━━ Data in this exercise
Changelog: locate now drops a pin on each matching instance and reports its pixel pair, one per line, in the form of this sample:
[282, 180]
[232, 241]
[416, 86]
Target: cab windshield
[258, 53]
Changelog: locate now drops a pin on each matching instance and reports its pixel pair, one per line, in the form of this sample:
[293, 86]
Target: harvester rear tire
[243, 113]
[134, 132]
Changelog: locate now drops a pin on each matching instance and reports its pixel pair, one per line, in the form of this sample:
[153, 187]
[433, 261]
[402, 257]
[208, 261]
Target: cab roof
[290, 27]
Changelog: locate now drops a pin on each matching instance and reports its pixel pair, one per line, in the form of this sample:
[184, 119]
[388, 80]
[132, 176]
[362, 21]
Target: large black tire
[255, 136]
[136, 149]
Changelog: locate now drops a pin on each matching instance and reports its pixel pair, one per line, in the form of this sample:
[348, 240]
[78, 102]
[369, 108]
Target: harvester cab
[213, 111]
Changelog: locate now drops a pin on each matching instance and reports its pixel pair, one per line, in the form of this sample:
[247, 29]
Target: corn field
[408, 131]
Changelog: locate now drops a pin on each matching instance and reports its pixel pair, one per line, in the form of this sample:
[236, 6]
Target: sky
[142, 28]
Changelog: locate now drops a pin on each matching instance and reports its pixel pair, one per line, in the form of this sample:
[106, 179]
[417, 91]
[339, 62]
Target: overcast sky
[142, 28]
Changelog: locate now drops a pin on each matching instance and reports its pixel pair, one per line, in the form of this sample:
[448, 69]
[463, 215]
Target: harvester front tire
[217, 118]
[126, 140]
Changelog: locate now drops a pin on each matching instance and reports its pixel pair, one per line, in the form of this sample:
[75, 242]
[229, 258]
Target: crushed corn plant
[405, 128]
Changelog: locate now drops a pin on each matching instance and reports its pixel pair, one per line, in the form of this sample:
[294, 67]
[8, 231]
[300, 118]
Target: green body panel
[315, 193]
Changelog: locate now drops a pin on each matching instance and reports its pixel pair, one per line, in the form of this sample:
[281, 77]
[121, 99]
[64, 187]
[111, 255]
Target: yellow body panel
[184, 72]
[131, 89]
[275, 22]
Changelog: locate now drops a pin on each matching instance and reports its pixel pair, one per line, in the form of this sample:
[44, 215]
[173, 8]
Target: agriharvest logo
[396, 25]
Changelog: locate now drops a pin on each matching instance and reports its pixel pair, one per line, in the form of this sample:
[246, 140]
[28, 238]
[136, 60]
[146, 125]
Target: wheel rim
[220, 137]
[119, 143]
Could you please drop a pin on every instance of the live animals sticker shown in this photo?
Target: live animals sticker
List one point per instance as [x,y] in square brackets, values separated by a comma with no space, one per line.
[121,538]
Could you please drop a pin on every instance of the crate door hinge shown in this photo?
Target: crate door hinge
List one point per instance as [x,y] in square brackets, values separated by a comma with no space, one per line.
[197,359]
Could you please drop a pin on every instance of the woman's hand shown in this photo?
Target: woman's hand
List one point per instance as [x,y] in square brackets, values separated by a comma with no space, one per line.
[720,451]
━━━━
[Task brief]:
The answer should be exactly the lines from the one that contains "Target: woman's hand" through the end of the entries, both ends included, and nothing besides.

[Output for this task]:
Target: woman's hand
List one point per instance as [x,y] in square brackets, values separated by a comma with no space, one per line.
[720,451]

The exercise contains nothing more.